* [Problem requirements]
Which lines in the records below contain the word "glossy"? Locate each one and copy it in full, treating uppercase and lowercase as different.
— start Data for this exercise —
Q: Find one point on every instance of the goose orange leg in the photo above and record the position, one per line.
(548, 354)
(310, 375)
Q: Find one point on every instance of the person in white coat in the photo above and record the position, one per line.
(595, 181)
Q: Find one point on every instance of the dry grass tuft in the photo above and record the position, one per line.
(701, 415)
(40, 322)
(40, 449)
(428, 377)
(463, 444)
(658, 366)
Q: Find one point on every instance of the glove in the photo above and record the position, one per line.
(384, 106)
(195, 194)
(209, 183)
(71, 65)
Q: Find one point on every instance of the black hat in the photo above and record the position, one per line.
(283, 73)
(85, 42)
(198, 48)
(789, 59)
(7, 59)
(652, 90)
— end Data for this exercise —
— start Data for this exercise —
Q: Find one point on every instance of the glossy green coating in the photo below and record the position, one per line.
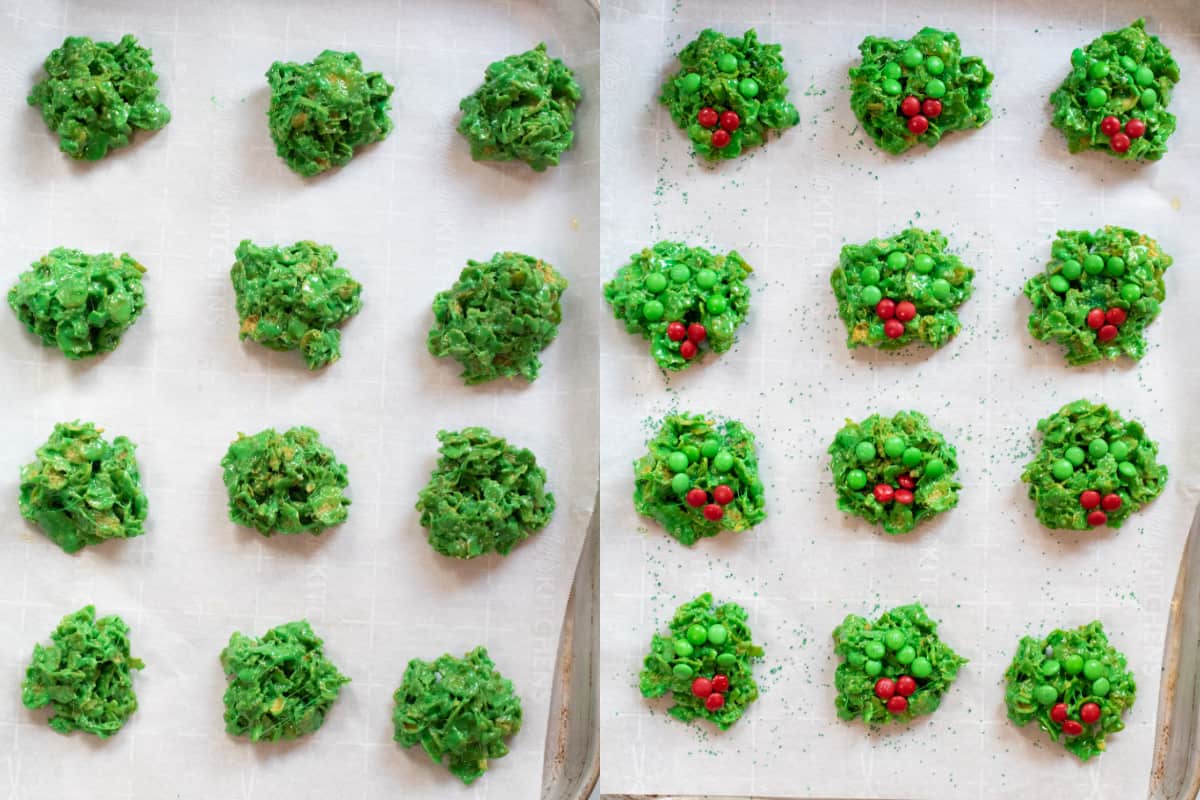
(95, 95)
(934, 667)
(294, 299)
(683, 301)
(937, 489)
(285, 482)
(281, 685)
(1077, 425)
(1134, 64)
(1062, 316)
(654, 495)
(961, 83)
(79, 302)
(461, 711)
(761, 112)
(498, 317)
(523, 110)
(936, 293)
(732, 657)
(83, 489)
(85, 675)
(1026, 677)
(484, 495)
— end Data for this exercise —
* [Result]
Q: Find one point on every instance of the glossy green coating in the photo below and record the position, one per line.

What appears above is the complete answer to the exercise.